Short problem ::
Transcribe verbatim the passage of the fruit-and-memory essay below that begins at the words "Later, when he" and ends at the words "many ways, integrated.".

** START Source extract **

Fruits as Mental Maps: Taste, Memory, and Meaning
What a Persian film, a Russian short story, and a Swedish director taught me about how taste triggers memory
Two weeks ago I went to see Taste of Cherry by Abbas Kiarostami.
The movie felt a bit long honestly, but the photography was awe-inspiring. After the credits, I found myself thinking about one specific scene way more than I would have given it credit for.

The Turkish man tells about how a mulberry saved his life:
" I was so fed up with it that I decided to end it all. One morning, before dawn, I put a rope in my car. […]. Then I gathered some mulberries to take them home. My wife was still sleeping. When she woke up, she ate mulberries as well. And she enjoyed them too. I had left to kill myself and I came back with mulberries. A mulberry saved my life. A mulberry saved my life.”
But it made me think of another famous berry in literature: Chekhov's "Gooseberries." (full text in this link). The brother of the narrator imagines his life and wants a farm:
"He could not imagine a homestead, he could not picture an idyllic nook, without gooseberries."
Later, when he finally achieves his dream and tastes his own gooseberries: "They were sour and unripe, but... he ate them greedily, continually repeating, 'Ah, how delicious! Do taste them!'"
And Bergman's Wild Strawberries. A little quote to introduce their importance:
Professor Isak Borg: "The place where wild strawberries grow! Perhaps I got a little sentimental... the day's clear reality dissolved into the even clearer images of memory that appeared before my eyes."
So much for berries. It’s just a fruit. So why berries?
The Mapping Theory
I think what's happening here is more complex than simple symbolism. These fruits function as activation points in what I call "memory networks”. I am talking about the networks of sensory experience, memory, and meaning that our brains build over time. Those are hidden in us in many ways, integrated.
When we encounter certain tastes, textures, or smells, we don't just experience them in isolation. Our minds activate entire webs of association that have been built through repeated experience. The fruit becomes a portal into a whole embedded reality.
Let me try mapping out what each character might have built around their fruit.

** END Source extract **
** START Raw data **

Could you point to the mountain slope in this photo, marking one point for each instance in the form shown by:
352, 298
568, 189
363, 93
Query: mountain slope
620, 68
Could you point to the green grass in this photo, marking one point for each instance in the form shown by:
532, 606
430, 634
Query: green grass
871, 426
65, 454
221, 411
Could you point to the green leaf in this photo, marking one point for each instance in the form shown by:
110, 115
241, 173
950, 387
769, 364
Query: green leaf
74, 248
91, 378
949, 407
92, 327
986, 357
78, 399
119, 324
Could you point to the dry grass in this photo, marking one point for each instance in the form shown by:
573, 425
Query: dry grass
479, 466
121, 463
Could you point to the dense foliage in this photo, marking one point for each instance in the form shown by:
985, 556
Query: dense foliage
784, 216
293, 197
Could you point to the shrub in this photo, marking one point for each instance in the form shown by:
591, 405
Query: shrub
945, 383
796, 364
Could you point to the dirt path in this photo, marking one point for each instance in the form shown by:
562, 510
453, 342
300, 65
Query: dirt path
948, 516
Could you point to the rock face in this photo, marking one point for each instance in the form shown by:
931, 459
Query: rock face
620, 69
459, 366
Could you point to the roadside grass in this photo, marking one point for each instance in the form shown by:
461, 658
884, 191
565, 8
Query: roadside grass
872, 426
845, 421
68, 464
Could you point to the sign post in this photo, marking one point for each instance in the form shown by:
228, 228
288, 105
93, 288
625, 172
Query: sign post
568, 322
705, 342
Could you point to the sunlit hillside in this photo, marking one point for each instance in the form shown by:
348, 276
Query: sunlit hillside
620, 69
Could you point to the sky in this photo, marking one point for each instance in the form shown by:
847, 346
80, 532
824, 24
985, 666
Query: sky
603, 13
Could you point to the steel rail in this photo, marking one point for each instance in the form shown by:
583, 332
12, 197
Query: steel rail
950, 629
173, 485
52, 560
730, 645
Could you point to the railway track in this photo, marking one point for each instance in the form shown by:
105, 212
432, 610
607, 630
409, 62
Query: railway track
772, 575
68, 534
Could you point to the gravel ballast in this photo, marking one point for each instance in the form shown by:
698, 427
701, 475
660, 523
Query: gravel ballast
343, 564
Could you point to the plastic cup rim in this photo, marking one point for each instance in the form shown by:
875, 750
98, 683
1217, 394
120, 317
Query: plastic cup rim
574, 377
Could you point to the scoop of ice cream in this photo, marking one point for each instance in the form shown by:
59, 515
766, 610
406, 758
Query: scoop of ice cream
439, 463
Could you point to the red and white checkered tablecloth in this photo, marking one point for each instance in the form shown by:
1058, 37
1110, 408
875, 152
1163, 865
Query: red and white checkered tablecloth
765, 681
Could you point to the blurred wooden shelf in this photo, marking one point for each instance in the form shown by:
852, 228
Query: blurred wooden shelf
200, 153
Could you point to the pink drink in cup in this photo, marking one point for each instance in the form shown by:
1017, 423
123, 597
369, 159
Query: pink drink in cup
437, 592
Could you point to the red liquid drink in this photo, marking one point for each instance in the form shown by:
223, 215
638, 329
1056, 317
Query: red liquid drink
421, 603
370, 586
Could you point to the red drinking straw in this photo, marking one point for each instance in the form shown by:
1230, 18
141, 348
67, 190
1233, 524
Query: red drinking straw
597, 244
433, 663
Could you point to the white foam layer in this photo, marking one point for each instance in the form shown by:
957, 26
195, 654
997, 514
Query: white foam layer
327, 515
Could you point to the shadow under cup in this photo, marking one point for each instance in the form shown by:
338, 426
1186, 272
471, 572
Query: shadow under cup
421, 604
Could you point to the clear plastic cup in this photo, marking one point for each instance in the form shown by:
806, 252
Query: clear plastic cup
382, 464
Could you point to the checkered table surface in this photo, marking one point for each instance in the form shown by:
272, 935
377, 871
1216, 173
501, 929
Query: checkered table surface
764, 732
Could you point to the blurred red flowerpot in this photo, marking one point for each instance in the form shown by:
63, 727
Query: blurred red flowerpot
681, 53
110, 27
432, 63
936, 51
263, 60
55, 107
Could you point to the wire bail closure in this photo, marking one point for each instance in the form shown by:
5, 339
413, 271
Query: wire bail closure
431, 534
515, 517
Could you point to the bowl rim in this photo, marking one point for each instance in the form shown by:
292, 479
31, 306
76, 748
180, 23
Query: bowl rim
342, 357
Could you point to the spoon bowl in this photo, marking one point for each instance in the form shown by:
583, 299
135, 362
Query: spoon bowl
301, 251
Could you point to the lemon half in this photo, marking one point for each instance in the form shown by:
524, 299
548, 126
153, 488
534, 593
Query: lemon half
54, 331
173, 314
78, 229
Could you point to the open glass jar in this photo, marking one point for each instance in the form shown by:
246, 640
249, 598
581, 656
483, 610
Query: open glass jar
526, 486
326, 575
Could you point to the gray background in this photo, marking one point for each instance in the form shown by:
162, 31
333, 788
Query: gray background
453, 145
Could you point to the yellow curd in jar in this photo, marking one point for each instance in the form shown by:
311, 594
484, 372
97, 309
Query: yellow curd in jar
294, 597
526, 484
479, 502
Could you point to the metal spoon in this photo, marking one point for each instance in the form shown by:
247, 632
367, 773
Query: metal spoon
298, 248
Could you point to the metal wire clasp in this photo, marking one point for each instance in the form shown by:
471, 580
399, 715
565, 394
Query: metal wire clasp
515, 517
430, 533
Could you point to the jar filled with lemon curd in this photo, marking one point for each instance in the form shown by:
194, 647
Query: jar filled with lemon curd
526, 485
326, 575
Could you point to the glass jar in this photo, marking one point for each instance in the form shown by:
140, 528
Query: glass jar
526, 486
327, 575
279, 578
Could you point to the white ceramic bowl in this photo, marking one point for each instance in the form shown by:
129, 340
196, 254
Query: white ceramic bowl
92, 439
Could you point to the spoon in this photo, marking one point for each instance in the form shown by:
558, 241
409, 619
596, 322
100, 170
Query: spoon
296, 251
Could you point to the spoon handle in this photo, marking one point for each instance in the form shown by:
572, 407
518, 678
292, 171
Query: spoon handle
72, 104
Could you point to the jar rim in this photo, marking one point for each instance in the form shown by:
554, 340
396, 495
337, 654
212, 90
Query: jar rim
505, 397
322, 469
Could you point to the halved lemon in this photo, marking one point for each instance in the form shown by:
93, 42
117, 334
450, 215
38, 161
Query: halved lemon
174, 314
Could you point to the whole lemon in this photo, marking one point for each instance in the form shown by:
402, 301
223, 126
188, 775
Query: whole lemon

** END Raw data **

Result ::
Later, when he finally achieves his dream and tastes his own gooseberries: "They were sour and unripe, but... he ate them greedily, continually repeating, 'Ah, how delicious! Do taste them!'"
And Bergman's Wild Strawberries. A little quote to introduce their importance:
Professor Isak Borg: "The place where wild strawberries grow! Perhaps I got a little sentimental... the day's clear reality dissolved into the even clearer images of memory that appeared before my eyes."
So much for berries. It’s just a fruit. So why berries?
The Mapping Theory
I think what's happening here is more complex than simple symbolism. These fruits function as activation points in what I call "memory networks”. I am talking about the networks of sensory experience, memory, and meaning that our brains build over time. Those are hidden in us in many ways, integrated.